[Opening Data supplied section]
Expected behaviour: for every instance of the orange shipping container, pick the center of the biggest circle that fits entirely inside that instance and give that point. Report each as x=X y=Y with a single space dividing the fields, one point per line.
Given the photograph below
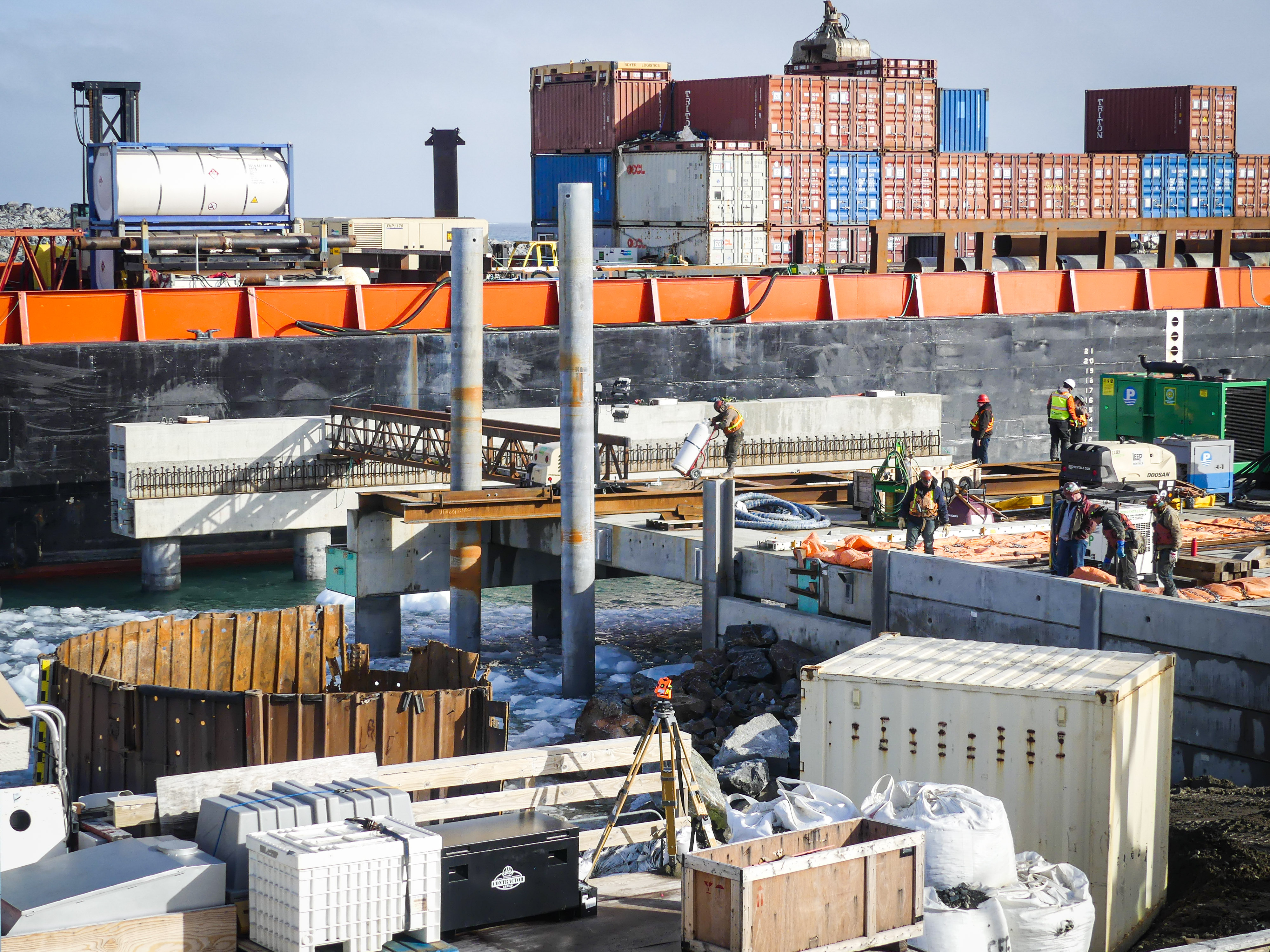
x=907 y=186
x=909 y=116
x=797 y=188
x=1116 y=186
x=1253 y=186
x=962 y=188
x=1015 y=186
x=1065 y=186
[Closing Data supplied section]
■ Problem
From the first line to the last, repeat the records above exactly, leaving out the pictures.

■ Response below
Expected behaviour: for every instance of the orange shipping container, pick the center of the biggest circle that fits entirely inside that instance and give that point. Report each as x=X y=Y with a single space dividing the fields, one point per line.
Given the photograph below
x=907 y=186
x=909 y=116
x=797 y=188
x=1116 y=186
x=1253 y=186
x=962 y=188
x=1015 y=186
x=1065 y=186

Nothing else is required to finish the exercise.